Instruction: Copy the rows below from the line containing "Target: street lamp" through the last row, changing "stone column" to "stone pillar" and leaving everything else unchanged. Return only those lines.

* begin Material for this exercise *

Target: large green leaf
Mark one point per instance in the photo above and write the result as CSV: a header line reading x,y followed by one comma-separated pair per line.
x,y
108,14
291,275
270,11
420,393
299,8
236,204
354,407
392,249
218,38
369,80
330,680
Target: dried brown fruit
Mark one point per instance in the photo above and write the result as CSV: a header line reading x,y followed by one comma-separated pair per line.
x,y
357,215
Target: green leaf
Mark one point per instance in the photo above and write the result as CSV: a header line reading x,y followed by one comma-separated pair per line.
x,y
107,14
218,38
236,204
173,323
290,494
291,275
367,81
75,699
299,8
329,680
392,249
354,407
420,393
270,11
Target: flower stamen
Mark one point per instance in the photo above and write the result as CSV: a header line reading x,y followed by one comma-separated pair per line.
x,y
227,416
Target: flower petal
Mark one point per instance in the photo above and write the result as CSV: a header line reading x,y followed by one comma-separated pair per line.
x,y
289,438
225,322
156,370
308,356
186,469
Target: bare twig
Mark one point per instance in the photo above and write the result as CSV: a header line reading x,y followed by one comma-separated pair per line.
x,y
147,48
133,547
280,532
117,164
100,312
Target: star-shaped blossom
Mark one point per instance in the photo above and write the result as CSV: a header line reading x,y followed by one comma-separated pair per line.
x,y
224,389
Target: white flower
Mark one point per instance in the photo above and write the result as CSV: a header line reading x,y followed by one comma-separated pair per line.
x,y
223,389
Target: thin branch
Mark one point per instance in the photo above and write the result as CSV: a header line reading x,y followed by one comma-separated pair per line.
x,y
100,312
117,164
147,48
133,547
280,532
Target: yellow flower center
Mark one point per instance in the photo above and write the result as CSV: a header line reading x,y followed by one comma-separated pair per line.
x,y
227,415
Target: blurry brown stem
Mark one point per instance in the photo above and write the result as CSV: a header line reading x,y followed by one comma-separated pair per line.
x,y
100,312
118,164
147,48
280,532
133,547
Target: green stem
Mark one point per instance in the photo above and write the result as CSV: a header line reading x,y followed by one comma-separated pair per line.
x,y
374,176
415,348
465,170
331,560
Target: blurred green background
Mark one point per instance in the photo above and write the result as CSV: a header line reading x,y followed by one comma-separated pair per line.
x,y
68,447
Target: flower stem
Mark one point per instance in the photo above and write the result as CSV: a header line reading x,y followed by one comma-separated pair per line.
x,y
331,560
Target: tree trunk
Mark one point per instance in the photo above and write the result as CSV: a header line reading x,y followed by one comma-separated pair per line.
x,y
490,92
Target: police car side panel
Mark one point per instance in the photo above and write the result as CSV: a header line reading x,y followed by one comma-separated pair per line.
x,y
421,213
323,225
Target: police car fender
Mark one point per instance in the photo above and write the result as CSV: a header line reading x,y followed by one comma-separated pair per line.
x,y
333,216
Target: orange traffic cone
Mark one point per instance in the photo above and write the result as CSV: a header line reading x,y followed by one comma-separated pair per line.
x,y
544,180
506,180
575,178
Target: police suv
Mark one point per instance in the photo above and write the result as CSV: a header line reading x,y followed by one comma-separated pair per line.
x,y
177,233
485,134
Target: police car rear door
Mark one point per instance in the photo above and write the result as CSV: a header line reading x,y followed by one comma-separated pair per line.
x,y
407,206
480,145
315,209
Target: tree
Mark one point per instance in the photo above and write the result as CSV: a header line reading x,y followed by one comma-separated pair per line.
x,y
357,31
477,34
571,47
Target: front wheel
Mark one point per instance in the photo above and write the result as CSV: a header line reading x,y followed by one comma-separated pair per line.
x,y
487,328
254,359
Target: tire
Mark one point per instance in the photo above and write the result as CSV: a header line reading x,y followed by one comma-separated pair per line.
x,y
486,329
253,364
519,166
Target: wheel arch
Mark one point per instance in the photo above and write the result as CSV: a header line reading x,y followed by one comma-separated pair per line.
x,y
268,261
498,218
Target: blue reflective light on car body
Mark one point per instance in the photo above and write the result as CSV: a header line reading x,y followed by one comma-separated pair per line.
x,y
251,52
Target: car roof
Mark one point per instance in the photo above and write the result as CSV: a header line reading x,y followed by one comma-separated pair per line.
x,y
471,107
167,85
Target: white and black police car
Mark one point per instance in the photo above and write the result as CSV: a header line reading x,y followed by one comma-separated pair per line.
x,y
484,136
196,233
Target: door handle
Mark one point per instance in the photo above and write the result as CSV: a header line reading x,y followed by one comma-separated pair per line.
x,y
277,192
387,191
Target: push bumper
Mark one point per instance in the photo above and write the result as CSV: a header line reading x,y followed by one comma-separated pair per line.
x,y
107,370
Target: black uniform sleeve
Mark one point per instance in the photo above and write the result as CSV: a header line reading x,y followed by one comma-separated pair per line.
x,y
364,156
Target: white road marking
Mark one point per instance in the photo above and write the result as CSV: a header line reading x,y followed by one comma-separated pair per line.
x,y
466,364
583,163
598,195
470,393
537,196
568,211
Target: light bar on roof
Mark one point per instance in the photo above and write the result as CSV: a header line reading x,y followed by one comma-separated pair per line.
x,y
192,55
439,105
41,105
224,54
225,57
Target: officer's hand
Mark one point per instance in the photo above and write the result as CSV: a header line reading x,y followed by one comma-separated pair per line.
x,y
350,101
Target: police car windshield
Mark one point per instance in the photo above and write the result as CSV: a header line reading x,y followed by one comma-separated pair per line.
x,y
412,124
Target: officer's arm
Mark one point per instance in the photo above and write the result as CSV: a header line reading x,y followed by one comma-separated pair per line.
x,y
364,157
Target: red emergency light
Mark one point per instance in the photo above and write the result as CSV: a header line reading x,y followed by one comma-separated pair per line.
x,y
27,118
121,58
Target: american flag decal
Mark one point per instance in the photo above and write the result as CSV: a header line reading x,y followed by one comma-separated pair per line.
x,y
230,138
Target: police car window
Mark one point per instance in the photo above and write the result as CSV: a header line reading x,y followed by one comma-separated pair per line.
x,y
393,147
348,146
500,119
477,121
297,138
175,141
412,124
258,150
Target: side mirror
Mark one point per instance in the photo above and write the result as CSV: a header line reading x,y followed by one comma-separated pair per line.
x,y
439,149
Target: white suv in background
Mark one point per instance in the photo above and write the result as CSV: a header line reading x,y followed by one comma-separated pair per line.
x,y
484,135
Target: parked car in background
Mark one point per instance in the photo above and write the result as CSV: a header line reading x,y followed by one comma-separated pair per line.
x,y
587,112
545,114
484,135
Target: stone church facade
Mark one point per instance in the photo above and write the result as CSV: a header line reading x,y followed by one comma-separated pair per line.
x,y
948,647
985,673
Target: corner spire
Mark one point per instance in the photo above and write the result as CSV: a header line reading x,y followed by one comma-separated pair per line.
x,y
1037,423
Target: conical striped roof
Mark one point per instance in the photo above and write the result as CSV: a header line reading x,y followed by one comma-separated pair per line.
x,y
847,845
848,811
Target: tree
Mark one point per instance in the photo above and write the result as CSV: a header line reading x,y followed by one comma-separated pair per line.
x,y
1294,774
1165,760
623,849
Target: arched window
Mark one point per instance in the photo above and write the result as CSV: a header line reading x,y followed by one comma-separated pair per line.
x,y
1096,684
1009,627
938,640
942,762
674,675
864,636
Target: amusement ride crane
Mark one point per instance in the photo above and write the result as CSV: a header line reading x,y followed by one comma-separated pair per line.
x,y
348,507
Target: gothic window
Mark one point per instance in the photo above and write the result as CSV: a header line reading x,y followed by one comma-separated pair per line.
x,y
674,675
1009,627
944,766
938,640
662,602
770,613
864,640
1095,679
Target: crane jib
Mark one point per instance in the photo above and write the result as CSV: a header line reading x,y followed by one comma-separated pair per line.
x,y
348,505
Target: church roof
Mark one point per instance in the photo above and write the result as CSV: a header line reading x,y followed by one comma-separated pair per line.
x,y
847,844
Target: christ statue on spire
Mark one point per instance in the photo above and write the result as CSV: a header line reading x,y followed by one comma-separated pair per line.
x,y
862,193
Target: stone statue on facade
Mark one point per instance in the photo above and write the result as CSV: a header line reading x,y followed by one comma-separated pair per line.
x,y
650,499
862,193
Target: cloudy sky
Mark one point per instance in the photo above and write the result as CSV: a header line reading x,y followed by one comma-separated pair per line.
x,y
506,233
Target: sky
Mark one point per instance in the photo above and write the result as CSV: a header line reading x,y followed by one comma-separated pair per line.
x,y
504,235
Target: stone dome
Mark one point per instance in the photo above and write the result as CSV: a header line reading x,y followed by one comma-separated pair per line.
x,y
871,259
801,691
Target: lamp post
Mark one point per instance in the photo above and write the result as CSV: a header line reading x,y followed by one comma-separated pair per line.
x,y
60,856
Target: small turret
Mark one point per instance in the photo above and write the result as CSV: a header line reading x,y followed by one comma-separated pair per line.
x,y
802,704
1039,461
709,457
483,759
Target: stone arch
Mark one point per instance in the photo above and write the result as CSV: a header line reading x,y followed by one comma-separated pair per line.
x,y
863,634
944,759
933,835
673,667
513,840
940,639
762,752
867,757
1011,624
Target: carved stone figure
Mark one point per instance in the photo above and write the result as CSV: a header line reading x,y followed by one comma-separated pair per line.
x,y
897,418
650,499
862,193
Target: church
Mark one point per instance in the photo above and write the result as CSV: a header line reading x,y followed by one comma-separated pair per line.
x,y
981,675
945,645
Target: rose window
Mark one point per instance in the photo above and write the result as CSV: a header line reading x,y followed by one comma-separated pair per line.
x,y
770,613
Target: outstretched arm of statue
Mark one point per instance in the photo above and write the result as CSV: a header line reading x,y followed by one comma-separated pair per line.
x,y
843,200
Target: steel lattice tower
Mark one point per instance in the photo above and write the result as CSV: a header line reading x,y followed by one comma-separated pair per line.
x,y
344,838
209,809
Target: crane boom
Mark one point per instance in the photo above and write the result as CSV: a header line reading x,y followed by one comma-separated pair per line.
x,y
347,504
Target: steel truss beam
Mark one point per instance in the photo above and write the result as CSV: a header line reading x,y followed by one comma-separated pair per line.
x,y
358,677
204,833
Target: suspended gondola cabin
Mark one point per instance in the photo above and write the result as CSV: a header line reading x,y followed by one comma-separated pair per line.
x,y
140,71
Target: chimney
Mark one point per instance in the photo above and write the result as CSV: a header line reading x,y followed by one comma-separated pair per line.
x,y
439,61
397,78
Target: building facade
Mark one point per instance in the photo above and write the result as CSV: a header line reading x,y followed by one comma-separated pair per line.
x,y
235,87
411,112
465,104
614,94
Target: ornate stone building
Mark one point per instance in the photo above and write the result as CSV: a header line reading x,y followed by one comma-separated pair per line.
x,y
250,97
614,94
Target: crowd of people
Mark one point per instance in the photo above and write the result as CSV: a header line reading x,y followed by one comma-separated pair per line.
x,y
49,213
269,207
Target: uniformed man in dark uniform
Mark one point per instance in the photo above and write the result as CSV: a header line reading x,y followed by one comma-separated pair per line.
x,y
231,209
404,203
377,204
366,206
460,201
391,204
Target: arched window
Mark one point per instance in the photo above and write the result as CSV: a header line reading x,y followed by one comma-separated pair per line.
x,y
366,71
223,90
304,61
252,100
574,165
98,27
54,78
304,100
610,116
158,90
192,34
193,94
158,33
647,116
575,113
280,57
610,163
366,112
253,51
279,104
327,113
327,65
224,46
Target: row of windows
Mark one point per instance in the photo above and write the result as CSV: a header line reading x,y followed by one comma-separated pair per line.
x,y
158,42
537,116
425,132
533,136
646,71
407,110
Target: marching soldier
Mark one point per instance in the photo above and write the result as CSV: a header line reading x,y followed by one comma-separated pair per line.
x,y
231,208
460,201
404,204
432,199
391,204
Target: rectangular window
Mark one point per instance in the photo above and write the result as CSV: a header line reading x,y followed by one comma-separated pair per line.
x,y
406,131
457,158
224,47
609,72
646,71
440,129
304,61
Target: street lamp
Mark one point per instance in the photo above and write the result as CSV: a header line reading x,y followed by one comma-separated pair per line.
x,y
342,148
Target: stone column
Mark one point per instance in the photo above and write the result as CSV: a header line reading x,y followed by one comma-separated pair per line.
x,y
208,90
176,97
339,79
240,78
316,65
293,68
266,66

* end Material for this exercise *

Reply to the exercise:
Target: street lamp
Mark one point per instance in the photo above and write the result as CSV: a header line reading x,y followed by one comma-separated pair per line.
x,y
342,148
Target: stone pillar
Mark one point per instance in the photo above and write the result as CSV: a header line reading x,y followed by one comma-separated pair per line.
x,y
208,90
176,97
339,79
240,78
316,65
293,68
266,66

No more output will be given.